Objetivo do exercício :: Segundo o texto sobre o novo Papa, onde Francisco de Assis foi viver depois de romper com a família burguesa? Responda em uma frase, por favor.

++++ Trecho do documento ++++

Artigos de Jornal
Tributo a Francisco
A ficha custou de cair. Só com seu debut internacional comecei a compreender
a eleição de um desconhecido para tão alto posto. Há uma piada maldosa que
mostra o estilo de dois santos católicos. Um paraquedista ao saltar percebe que
o paraquedas não se abre e grita: valei-me meu São Francisco! Uma imensa mão sai
de uma nuvem o segura e pergunta: de Assis ou Xavier? Confuso, ele diz: de
Assis. A mão se abre e ele cai. A poucos metros do chão o paraquedas se abre
milagrosamente e ele aterrissa suave à margem de um lindo lago azul.
Não me convencia a imagem da mídia de um Papa humilde e carola. Mesmo porque
Francisco de Assis foi um jovem boêmio e rebelde que rompeu com a família
burguesa para viver em uma comunidade meio-hippie junto à natureza e aos
excluídos. Seu nome cresceu nos debates prévios ao conclave. Uns amigos
italianos me contaram que a Cúria estava cansada dos estrangeiros e de suas 151
viagens, 1340 beatificações e 483 canonizações, mais que o somatório dos cinco
séculos anteriores, enquanto a casa era abandonada. Queriam de volta um
italiano. O novo Papa é de uma cepa italiana e espanhola e consegue juntar dois
vinhos finos em um só: o suave e o seco.

++++ Material fornecido ++++

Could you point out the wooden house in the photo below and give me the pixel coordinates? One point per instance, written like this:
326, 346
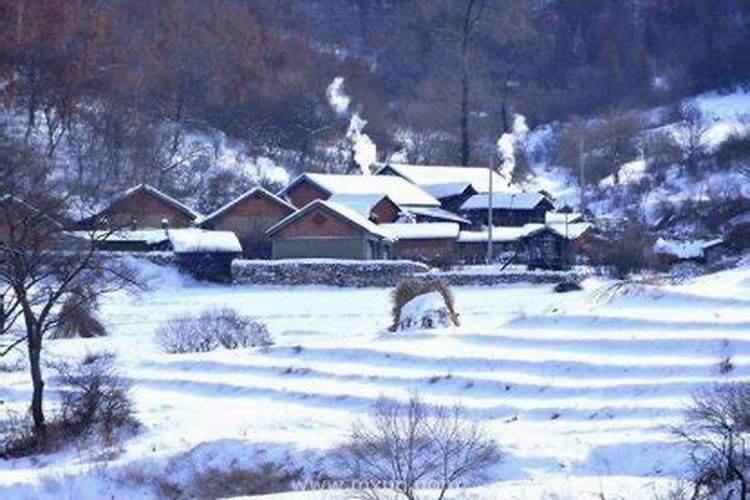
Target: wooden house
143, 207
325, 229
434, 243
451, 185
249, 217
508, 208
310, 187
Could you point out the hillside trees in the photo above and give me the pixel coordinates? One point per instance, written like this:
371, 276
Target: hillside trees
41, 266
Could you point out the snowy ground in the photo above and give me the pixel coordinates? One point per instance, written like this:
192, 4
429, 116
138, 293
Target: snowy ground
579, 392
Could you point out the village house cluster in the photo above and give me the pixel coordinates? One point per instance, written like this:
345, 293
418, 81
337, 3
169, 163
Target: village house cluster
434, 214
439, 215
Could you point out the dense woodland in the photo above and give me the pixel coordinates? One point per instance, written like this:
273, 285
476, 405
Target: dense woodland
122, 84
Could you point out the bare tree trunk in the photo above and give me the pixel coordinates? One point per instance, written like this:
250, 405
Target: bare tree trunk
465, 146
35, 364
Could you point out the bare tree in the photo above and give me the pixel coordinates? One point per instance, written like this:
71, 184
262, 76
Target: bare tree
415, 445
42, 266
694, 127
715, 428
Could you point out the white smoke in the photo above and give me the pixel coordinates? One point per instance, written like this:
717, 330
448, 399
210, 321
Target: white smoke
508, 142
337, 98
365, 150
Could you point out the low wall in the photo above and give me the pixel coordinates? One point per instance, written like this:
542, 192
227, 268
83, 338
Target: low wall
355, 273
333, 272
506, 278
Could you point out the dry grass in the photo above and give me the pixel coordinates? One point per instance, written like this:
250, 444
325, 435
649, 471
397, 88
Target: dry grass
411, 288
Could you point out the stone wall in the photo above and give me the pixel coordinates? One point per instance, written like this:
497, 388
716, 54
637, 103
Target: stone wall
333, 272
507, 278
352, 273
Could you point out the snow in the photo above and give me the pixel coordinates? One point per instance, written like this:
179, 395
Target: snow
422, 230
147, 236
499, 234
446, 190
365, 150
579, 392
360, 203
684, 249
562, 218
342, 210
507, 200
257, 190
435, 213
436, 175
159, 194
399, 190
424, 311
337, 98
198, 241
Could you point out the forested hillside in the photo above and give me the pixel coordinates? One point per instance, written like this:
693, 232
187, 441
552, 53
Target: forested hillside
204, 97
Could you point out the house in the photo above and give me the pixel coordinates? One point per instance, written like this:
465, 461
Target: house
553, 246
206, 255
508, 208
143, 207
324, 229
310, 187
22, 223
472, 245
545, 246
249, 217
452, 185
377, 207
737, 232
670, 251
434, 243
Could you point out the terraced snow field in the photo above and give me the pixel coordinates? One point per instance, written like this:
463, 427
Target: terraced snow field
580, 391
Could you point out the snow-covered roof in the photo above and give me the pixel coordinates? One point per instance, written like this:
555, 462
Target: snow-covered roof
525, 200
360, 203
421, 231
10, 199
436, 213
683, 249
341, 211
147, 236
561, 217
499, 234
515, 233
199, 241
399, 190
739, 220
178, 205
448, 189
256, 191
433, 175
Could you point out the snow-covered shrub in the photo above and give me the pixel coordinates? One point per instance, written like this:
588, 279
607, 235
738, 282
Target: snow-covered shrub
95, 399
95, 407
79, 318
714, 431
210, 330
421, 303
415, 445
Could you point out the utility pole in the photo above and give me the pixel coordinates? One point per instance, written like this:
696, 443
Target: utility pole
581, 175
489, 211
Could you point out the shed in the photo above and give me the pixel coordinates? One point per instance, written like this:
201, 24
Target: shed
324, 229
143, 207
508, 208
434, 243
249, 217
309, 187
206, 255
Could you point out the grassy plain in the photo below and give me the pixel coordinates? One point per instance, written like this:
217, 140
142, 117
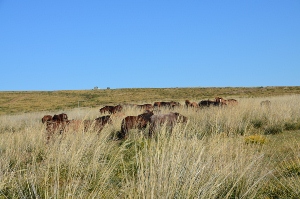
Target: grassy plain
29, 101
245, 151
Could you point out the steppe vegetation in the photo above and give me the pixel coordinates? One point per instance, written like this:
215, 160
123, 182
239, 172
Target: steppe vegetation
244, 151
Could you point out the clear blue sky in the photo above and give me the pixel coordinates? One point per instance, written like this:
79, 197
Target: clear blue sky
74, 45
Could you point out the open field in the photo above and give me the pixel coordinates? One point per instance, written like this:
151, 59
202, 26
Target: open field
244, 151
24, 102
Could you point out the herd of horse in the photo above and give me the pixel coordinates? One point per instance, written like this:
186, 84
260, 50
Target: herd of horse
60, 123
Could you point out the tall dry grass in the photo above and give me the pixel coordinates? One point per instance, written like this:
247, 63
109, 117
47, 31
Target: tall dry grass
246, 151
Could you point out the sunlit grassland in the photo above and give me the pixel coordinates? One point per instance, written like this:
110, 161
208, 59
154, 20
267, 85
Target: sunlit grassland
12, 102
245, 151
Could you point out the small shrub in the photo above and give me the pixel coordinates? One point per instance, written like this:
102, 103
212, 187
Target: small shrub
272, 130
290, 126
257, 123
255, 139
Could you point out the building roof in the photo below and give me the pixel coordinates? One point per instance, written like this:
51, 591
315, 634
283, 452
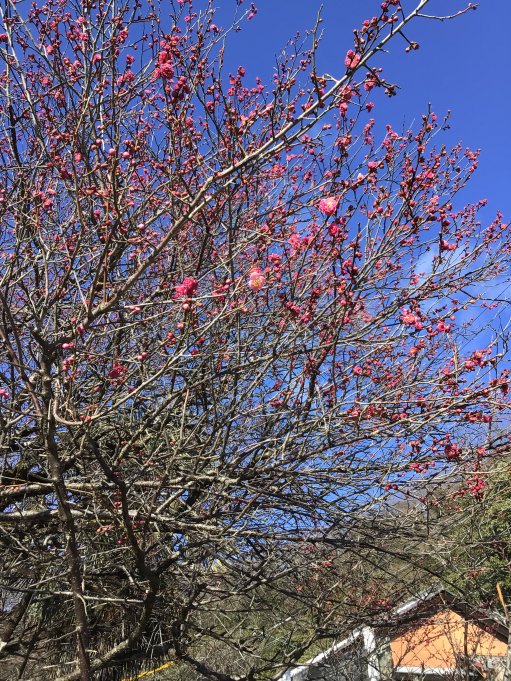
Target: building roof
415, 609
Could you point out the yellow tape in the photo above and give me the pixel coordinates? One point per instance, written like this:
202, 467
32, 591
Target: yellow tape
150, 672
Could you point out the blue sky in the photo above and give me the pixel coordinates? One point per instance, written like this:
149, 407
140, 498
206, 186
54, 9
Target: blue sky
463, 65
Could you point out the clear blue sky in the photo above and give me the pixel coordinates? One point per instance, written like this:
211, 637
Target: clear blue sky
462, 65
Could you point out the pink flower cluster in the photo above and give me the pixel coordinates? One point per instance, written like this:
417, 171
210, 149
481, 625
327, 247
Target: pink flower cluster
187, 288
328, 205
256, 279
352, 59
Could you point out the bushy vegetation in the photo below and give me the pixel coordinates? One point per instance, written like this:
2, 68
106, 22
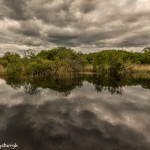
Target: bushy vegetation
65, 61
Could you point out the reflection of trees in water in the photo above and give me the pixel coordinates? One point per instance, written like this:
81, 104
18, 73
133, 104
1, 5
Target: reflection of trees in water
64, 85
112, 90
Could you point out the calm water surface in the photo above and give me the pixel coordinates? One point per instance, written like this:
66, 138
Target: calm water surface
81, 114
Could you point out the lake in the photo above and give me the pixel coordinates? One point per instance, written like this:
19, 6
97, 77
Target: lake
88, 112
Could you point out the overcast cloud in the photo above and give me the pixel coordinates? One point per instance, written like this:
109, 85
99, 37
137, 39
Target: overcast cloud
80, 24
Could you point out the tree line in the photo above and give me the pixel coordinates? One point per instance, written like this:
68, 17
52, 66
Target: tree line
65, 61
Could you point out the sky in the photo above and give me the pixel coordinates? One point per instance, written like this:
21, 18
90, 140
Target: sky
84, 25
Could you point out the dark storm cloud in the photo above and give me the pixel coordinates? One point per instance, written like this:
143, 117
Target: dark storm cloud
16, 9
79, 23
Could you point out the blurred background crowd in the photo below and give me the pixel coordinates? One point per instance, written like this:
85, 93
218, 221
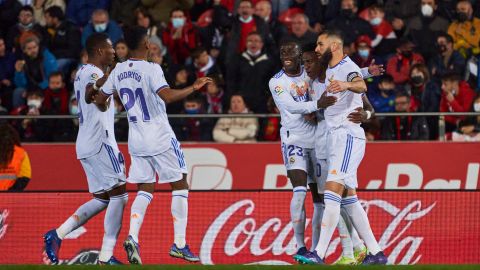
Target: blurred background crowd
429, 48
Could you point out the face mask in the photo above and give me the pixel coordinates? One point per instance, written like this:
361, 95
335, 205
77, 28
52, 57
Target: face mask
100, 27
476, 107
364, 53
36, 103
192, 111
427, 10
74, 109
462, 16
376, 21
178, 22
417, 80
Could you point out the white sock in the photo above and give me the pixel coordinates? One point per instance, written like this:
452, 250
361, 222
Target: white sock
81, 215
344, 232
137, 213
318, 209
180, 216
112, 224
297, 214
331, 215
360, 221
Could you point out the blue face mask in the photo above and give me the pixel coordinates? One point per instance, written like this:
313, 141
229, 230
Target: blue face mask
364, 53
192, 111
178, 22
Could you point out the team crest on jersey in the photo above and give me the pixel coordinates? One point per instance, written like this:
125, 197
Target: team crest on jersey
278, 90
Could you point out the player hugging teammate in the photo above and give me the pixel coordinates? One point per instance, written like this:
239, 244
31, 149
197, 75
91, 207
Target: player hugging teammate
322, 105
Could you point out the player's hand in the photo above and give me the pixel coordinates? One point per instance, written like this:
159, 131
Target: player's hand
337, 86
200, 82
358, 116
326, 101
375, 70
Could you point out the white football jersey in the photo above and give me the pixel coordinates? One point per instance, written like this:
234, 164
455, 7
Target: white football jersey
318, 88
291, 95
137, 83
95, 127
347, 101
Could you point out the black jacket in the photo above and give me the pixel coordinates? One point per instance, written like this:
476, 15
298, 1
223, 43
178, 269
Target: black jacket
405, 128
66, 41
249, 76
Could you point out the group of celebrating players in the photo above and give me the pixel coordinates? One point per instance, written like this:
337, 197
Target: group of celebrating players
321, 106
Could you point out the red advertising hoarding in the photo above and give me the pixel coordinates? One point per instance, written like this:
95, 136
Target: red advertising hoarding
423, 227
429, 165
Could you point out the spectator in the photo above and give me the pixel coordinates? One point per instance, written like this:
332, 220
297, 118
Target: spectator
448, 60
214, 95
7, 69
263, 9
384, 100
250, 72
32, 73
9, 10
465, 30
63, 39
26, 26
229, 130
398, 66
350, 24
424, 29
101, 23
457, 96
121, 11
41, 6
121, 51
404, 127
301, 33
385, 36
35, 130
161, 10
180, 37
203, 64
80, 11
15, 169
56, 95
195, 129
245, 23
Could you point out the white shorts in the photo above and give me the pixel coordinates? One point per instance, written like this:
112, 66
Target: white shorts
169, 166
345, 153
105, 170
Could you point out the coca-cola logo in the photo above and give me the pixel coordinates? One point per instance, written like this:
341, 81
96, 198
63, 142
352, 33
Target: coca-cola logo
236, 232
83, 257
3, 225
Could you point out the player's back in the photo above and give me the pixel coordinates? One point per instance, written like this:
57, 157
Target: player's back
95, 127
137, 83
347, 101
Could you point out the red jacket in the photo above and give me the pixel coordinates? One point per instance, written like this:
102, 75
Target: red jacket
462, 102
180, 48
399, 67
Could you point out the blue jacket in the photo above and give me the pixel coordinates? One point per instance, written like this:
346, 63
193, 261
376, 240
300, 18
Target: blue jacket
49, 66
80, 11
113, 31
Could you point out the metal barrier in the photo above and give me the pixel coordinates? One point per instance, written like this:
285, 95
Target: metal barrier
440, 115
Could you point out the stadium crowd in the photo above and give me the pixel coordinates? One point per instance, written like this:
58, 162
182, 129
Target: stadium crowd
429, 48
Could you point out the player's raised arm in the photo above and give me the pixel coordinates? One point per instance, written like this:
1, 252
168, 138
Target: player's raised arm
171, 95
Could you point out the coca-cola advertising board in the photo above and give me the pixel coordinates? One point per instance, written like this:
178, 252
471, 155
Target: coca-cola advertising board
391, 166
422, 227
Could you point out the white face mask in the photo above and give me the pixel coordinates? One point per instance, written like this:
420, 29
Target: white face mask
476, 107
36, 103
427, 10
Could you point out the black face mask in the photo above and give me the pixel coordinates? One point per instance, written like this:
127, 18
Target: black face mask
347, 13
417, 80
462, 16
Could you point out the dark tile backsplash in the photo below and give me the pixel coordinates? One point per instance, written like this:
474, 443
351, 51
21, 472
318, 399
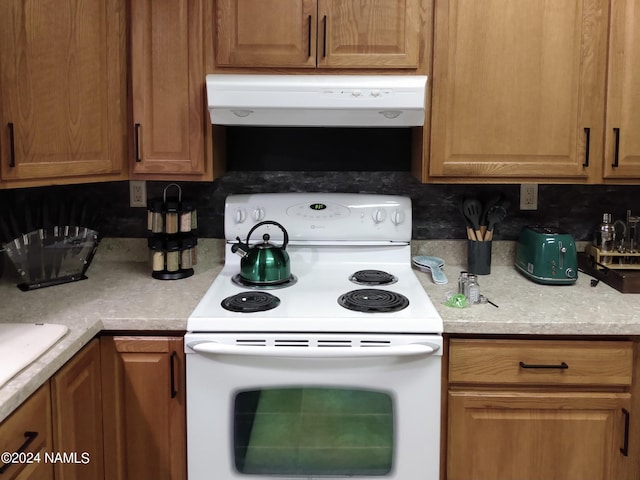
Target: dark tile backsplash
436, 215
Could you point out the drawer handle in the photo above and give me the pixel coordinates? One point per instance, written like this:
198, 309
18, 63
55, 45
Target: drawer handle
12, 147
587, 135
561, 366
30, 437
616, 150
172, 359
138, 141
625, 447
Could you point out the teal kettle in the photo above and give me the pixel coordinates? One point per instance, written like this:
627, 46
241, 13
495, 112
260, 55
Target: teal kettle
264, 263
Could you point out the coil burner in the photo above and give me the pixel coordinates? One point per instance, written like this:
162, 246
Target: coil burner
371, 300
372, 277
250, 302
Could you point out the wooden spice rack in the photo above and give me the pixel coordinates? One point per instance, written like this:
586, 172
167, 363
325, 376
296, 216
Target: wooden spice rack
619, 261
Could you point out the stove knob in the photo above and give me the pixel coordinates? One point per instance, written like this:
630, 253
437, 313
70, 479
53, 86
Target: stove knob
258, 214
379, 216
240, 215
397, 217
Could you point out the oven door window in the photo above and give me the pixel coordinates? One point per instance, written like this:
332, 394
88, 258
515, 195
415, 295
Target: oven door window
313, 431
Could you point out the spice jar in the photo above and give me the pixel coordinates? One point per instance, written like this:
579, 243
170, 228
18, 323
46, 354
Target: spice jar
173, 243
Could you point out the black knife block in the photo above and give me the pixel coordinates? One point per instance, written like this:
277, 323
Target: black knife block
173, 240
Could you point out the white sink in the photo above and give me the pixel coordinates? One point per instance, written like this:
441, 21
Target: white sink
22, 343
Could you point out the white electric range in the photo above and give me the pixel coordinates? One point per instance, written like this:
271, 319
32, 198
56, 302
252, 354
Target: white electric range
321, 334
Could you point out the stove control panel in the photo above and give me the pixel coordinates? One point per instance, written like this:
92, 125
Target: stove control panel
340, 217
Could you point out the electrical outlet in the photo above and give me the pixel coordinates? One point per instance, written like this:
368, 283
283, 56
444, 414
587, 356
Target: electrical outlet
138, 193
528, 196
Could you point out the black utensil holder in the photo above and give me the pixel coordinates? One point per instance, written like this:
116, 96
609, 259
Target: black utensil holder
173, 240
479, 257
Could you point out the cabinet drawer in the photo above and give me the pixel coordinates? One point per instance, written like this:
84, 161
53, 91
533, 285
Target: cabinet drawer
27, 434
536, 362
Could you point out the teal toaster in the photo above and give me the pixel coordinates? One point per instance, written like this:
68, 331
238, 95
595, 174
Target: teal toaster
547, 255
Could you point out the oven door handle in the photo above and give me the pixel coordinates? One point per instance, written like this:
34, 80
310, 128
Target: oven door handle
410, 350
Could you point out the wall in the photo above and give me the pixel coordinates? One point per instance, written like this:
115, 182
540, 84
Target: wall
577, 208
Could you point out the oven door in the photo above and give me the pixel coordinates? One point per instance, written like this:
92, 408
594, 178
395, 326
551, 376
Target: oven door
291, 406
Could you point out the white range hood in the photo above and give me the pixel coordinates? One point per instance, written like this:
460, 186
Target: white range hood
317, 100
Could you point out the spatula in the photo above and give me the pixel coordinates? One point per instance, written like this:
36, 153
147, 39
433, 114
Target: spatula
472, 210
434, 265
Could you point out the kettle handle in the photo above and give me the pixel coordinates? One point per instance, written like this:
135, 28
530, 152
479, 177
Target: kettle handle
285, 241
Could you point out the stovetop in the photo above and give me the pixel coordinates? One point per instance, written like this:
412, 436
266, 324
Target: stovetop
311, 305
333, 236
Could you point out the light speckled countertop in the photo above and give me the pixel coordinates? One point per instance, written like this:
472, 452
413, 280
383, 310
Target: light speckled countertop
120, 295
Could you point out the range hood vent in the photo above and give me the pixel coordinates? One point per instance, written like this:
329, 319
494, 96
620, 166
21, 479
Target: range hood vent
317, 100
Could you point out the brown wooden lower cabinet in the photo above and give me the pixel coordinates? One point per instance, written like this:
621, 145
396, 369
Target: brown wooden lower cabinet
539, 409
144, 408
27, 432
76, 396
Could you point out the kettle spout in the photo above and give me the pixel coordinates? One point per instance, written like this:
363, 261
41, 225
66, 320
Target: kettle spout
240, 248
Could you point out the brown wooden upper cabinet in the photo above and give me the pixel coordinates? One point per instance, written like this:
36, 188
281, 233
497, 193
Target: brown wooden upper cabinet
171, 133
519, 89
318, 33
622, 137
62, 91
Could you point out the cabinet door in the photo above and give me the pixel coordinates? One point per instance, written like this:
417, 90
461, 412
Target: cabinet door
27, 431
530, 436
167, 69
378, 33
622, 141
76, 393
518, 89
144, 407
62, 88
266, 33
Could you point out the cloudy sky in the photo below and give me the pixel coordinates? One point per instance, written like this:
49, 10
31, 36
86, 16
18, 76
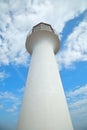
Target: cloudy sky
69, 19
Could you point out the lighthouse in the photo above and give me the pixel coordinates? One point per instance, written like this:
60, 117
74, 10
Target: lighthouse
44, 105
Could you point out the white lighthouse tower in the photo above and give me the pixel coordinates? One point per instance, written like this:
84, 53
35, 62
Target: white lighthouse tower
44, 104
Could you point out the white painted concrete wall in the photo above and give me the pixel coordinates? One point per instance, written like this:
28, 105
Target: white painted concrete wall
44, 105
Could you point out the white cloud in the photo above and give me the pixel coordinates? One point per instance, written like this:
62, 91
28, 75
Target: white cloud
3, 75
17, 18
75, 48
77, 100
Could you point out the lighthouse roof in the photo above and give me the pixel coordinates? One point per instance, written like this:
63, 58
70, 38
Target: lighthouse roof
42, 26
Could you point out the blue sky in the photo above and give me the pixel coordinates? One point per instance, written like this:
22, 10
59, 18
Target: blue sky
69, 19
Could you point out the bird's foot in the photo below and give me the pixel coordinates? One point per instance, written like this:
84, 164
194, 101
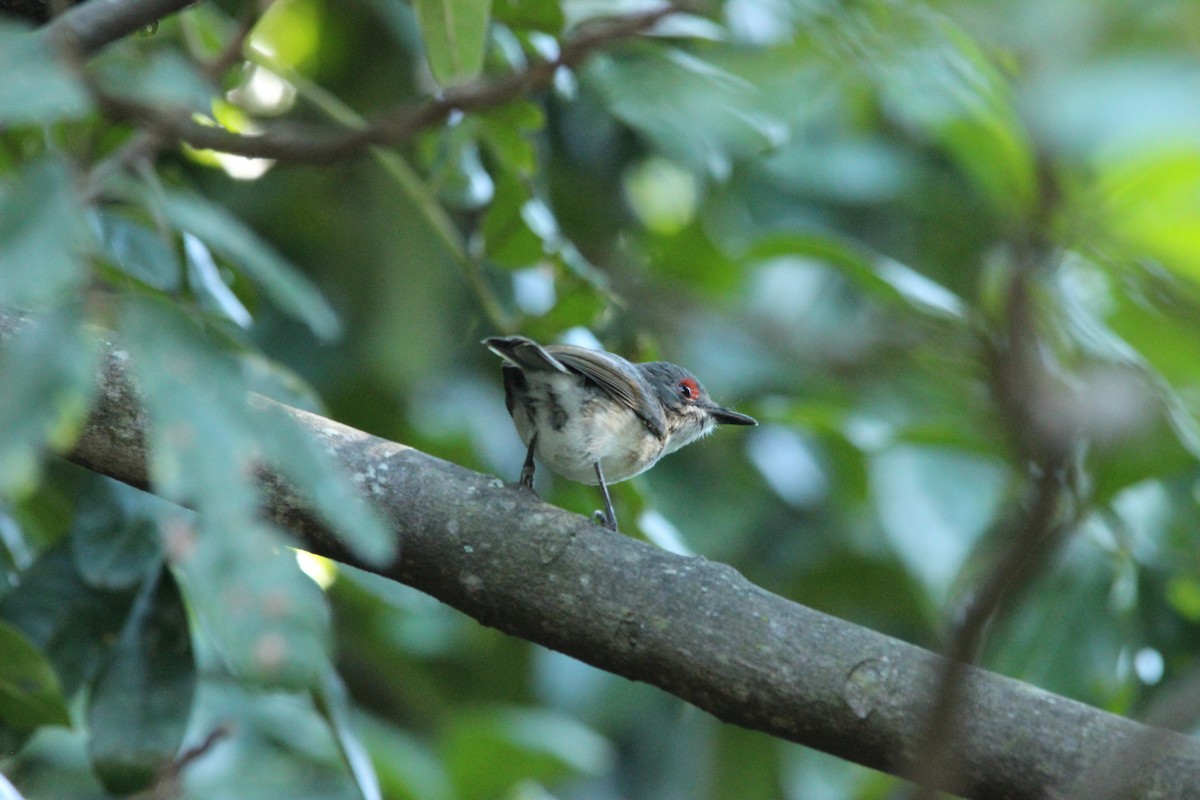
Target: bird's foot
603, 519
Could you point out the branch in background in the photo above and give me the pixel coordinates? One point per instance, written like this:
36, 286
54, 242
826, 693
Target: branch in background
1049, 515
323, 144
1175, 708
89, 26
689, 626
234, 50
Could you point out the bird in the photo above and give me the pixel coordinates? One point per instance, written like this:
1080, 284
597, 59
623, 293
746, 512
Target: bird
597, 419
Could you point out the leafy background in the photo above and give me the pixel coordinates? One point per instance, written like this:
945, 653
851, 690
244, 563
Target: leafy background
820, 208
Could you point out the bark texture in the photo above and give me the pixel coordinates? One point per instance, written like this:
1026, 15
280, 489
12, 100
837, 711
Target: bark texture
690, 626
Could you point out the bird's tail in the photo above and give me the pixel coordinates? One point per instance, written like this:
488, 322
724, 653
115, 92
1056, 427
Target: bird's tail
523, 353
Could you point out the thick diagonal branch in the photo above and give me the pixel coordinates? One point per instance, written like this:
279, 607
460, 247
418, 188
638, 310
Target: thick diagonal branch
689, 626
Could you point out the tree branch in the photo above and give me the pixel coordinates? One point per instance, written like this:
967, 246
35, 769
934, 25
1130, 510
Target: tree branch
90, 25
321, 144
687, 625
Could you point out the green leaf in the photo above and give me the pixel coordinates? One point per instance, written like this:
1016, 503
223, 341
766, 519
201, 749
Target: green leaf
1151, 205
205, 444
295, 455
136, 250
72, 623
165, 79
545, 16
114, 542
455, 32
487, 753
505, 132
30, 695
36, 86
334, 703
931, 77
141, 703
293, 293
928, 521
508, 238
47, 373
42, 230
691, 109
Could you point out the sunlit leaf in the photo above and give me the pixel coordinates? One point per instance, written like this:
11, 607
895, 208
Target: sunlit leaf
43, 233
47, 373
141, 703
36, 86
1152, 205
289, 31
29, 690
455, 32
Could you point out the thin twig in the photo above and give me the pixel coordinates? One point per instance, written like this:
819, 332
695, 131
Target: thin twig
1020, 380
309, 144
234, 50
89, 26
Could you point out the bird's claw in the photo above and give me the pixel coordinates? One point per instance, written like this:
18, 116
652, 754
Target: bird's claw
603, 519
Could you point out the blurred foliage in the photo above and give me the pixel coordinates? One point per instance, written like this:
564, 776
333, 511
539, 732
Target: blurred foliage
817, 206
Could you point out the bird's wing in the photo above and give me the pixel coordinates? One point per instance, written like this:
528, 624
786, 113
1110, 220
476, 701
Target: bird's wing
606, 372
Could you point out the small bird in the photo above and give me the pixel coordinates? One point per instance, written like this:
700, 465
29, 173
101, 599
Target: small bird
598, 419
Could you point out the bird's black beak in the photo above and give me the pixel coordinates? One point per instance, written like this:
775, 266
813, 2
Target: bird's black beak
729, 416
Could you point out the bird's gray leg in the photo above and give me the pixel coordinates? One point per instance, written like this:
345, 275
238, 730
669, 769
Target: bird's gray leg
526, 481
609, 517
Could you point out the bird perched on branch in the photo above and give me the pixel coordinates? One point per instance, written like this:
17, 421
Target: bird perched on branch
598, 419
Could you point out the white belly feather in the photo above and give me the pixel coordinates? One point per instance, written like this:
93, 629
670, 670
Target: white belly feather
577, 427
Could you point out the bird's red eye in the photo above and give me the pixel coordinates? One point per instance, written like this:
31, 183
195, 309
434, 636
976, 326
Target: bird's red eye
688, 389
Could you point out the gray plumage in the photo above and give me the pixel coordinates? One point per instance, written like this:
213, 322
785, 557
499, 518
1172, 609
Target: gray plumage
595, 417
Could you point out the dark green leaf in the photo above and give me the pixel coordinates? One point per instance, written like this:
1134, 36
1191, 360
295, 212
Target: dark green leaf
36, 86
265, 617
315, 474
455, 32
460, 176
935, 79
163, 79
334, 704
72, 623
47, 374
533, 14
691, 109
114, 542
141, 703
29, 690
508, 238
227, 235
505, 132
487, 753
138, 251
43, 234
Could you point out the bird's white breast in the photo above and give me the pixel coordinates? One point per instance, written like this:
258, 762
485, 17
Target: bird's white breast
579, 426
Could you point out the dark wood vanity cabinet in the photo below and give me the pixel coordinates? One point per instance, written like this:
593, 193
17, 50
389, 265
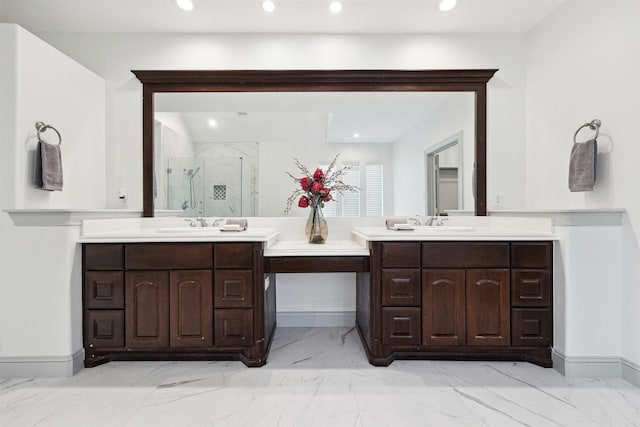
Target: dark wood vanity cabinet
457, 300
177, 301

++++

Resultado da tarefa :: Em uma comunidade meio-hippie, junto à natureza e aos excluídos.